* **The request**
Copy out all of the material, matching it word for word.

* **Material for the task**
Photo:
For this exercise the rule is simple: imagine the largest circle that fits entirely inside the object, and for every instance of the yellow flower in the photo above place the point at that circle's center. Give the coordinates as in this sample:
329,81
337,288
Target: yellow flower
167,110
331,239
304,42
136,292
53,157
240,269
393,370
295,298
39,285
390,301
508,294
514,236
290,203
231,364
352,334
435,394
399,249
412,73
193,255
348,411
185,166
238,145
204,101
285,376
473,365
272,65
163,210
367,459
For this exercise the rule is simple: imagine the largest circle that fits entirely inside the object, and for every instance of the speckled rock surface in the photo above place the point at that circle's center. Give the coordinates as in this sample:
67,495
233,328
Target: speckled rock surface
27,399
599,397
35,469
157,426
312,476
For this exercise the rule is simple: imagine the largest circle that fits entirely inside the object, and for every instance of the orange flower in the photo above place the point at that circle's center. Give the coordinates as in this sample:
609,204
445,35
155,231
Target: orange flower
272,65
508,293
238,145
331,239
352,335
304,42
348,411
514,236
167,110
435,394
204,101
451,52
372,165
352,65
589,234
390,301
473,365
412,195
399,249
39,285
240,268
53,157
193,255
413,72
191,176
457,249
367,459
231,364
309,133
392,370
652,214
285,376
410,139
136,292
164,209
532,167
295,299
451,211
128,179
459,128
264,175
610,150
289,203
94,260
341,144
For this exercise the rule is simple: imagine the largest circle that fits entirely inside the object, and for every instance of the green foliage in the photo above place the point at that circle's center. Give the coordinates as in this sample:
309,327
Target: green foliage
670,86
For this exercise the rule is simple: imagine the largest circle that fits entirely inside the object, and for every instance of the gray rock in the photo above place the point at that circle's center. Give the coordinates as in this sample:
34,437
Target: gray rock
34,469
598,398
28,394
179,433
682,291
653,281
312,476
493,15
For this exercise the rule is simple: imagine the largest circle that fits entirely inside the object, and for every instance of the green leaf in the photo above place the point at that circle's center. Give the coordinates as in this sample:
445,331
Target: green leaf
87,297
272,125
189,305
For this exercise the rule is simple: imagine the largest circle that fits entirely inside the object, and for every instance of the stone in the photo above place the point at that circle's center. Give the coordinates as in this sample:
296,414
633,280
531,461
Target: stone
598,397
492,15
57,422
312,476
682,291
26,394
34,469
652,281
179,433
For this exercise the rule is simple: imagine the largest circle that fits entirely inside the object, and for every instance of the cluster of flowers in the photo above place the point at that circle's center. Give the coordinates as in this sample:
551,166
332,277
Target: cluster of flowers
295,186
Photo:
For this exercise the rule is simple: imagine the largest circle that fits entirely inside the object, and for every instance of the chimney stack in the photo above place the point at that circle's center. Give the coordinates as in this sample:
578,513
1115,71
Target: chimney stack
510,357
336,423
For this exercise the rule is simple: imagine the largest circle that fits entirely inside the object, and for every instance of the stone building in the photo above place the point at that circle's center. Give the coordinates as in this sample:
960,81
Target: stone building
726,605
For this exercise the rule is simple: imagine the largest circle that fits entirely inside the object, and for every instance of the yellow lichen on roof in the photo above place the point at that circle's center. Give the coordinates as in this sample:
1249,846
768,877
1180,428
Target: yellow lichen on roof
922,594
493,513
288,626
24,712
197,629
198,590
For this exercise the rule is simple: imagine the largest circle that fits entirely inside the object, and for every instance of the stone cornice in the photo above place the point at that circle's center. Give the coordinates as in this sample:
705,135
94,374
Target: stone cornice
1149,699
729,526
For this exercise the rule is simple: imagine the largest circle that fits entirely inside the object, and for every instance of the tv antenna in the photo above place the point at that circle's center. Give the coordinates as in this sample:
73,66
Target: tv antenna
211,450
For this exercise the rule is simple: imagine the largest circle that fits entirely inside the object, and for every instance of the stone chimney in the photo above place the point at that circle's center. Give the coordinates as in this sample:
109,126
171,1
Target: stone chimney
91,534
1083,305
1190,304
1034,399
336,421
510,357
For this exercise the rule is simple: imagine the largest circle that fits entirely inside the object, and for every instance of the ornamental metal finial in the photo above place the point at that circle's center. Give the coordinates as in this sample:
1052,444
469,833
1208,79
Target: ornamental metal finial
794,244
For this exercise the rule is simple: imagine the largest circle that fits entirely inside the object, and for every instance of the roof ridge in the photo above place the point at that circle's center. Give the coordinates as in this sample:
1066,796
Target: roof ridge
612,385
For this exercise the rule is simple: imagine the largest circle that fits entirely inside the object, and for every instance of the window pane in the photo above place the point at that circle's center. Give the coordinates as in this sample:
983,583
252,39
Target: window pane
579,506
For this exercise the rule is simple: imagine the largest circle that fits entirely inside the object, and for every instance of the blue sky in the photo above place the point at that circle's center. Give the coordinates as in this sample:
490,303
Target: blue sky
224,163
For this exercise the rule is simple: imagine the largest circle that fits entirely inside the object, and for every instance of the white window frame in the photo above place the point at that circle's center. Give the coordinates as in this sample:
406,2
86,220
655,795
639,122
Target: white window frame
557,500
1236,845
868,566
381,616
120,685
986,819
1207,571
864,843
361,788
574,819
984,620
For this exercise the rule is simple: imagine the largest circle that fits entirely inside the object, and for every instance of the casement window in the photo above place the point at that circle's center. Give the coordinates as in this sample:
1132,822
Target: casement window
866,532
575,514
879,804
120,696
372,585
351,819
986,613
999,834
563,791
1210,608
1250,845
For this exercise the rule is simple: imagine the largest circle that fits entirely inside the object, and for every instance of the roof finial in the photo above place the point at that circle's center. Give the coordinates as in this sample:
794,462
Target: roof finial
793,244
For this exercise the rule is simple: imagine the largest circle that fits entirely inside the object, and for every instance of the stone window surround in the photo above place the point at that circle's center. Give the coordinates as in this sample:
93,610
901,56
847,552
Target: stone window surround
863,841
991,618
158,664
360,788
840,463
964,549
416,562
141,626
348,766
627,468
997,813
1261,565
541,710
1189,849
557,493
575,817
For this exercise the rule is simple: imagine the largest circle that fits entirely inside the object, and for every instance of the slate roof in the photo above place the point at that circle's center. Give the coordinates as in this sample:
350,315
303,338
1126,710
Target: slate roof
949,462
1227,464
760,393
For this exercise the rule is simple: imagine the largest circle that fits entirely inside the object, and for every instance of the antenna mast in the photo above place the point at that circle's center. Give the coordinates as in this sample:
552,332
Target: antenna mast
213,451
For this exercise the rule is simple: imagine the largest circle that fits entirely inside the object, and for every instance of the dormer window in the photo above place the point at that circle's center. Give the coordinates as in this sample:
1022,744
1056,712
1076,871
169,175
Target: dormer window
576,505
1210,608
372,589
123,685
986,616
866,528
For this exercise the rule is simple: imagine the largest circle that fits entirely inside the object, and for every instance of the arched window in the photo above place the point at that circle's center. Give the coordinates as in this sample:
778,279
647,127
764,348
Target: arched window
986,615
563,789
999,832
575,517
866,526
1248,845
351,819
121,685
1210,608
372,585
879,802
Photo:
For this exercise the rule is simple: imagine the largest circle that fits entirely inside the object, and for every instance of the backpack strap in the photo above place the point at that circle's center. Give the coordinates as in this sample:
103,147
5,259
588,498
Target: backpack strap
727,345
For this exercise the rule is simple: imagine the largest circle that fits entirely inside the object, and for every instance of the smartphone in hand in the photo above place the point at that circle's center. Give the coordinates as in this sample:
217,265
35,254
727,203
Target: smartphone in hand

* **Answer to the exercise**
Photo:
For this exercise the rule is simple: imagine the largest circle that fits entirely inside the object, and for every instance of the yellow flower in the photo above place the point at that circle's center. Give the coordinates as in this sample:
329,81
337,288
Target: yellow flower
167,110
331,239
304,42
136,292
53,157
240,269
393,370
295,298
39,285
390,301
508,294
514,236
290,203
231,364
352,334
435,394
399,249
412,73
193,255
348,411
185,166
238,145
204,101
285,376
473,365
272,65
163,210
367,459
For this exercise the rule is simple: imagine the largest circle that fits entirely inside the object, and for every instance of the speckled rock surface in the photo above place the point at that circle's center. Give the coordinates as in this sample:
67,495
233,328
Target: speckled rock surface
27,399
599,397
35,469
157,426
312,476
For this exercise the rule is simple: imagine the largest circle that fits entirely inside the object, and for every instance of the orange flower in the photo above place the point at that circle's center. Give the coordinates as in this sample:
609,204
445,35
155,231
Target: orange flower
272,65
508,293
238,145
331,239
352,335
304,42
348,411
514,236
167,110
435,394
204,101
451,52
372,165
352,65
589,234
390,301
473,365
412,195
399,249
39,285
240,268
53,157
193,255
413,72
191,176
457,249
367,459
231,364
309,133
392,370
652,214
285,376
410,139
136,292
164,209
532,167
295,299
451,211
128,179
459,128
264,175
610,150
289,203
94,260
341,144
For this exercise the rule is simple: imagine the largest circle that fits entirely inside the object, and for every instance of the green foliage in the photo above place the point at that circle's center. Give the coordinates as in this sample:
309,327
Target: green foliage
670,86
For this exercise the rule is simple: imagine the largest circle that fits entirely inside the object, and for every instance of the gray rock in the photo above place the point at that circle's center. Give the coordinates as in this sample:
34,437
Target: gray rock
34,469
598,398
28,394
179,433
682,291
653,281
312,476
493,15
For this exercise the rule is simple: imagine the largest circle that fits entirely inside the object, and for every instance of the green leaf in the photo above place the point at that circle's center. Give the coordinates as in this sample:
445,331
Target: green leaf
87,297
272,125
189,305
For this exercise the rule is simple: imagine the largest circle that fits entirely inside the object, and for every instance of the stone in the photo above place the point at that circle's center. Give the coordinates as in this sample:
296,414
633,280
531,461
Target: stone
598,397
492,15
57,422
312,476
682,291
26,394
34,469
652,281
179,433
For this exercise the rule is simple: imagine the largest circle that fits entirely inside the object, and for every instance of the cluster of flowers in the photo above place the point at that circle's center. Give the coordinates as in this sample:
551,166
332,277
Target: cluster of flowers
295,186
Photo:
For this exercise the rule is simple: imagine the largest circle that fits entirely inside the object, and for every instance of the chimney stack in the photo above place the point at that circle's center. Give the coordinates as in this sample:
578,513
1115,71
Target: chimney stack
510,357
336,423
For this exercise the rule is simple: imagine the largest circle that fits entirely inside the object, and for every instance of the stone building in the photo above place the point at that circle's center. Give the coordinates as in this sample:
960,81
Target: stone building
726,605
For this exercise the rule is simple: imagine the largest circle that fits entirely inside the object, and for every instance of the yellow lichen on roof in the photo above place the point at that circle's center. Give the coordinates as in this sample:
1249,846
768,877
1180,428
Target: yellow lichen on roof
922,594
493,513
288,626
24,712
197,629
198,590
For this exercise the rule is simple: imagine the largest circle that fits entirely inside the object, and for every instance of the stone cornice in the photo above place the point at that circle's center. Give the coordinates as in this sample:
705,135
94,374
Target: stone cornice
1149,699
729,526
For this exercise the rule is simple: imagine the largest circle that fits entirely inside the object, and for every instance of the tv antenna in the photo above place the point at that circle's center. Give the coordinates as in this sample:
73,66
Target: tv antenna
211,450
For this exercise the rule is simple: imagine the largest circle that fits entirely inside the object, and for every instance of the stone chimney in the photo above place the point at that circle's center. Give the coordinates as in this sample:
109,126
171,1
Target: stone chimney
91,534
1083,305
1190,304
1034,399
336,421
510,357
For this exercise the rule is simple: imagine the largest circle that fits entirely inside the object, and for every instance of the ornamental metal finial in the photo above place the point at that circle's center. Give the coordinates as in this sample:
1052,444
469,833
1208,79
Target: ornamental metal finial
794,244
For this exercise the rule is simple: imagine the largest circle that fits entirely inside the object, and for every instance of the roof ridge in the photo above place the point at that circle's center. Give the coordinates as in this sample:
1066,796
Target: roof ridge
612,385
For this exercise the rule is simple: imagine the largest circle that fits entirely inside the object, and for every instance of the window pane in the photo above place the point at that circle's center. Give the coordinates as in this sample:
983,583
252,39
Target: window pane
579,506
For this exercise the rule is simple: imagine the largest circle that fits entirely inside the object, and for every instance of the blue sky in the photo above place the point at that circle's center. Give the coordinates as in this sample:
490,303
Target: blue sky
224,163
For this exercise the rule is simple: imagine the largest circle that fits entirely inside the object, and for every instance of the white window frame in the photo above place the point at that circle's center. Give the coordinates as in this sample:
406,2
86,220
655,795
639,122
Target: white window frame
557,500
1236,845
868,566
381,616
120,685
986,819
1207,571
864,843
361,788
574,819
984,620
For this exercise the rule is simple: imagine the largest circle that fits entirely inside the object, and for every instance of the casement window in the photo above place the point at that circle's center. Give the coordinates as in this sample:
1132,822
Target: casement window
866,532
575,514
879,804
120,696
372,585
351,819
986,613
999,834
563,791
1210,608
1250,845
For this exercise the rule is simple: imagine the largest circle that fits entirely inside the object, and for every instance of the roof finial in the photo above place the point at that circle's center. Give the coordinates as in this sample:
794,462
Target: roof finial
793,244
For this exercise the rule is simple: imagine the largest circle that fits entirely inside the object, and for every instance of the stone window surround in the photo above place the point at that circle's center. Give the coordinates as in this sample:
93,610
901,56
847,552
Target: stone window surround
863,841
991,618
158,664
360,788
840,463
964,549
416,562
141,626
348,766
627,468
997,813
1261,565
541,710
1189,849
557,493
575,817
For this exercise the rule is simple: imagine the largest circle that fits entirely inside the object, and for every instance of the slate roof in the photo above place the point at that circle's center. Give the coordinates as in this sample:
350,315
303,338
1126,710
Target: slate roof
949,462
1227,464
760,393
For this exercise the rule is simple: imagine the largest circle that fits entirely inside the object, and for every instance of the antenna mast in the photo above place the point at that circle's center. Give the coordinates as in this sample:
552,332
Target: antenna mast
213,451
For this exercise the rule is simple: imagine the largest circle that fits entirely inside the object, and for every instance of the dormer window in the photo above place the point at that circle's center. Give the coordinates as in this sample:
1022,744
1056,712
1076,871
169,175
Target: dormer window
576,505
1210,608
372,589
123,685
986,616
866,528
For this exercise the rule is simple: imagine the largest circle that fits entirely inside the object, and for every instance of the arched window in the photo above place the point at that circle's center. Give the coordinates as in this sample:
778,279
647,127
764,348
Target: arched window
986,615
563,789
999,832
575,517
866,526
1248,845
351,819
121,685
1210,608
372,585
879,802
Photo:
For this exercise the rule is simple: imagine the largest circle that fits entirely inside the object, and for every instance of the backpack strap in the photo above place the point at that circle's center. Give the coordinates as in this sample:
103,147
5,259
588,498
Target: backpack strap
727,345
For this exercise the rule is simple: imagine the largest circle that fits entirely inside the object, and for every instance of the smartphone in hand in the photo above place the point at that circle's center. Give the coordinates as in this sample:
217,265
35,254
727,203
Target: smartphone in hand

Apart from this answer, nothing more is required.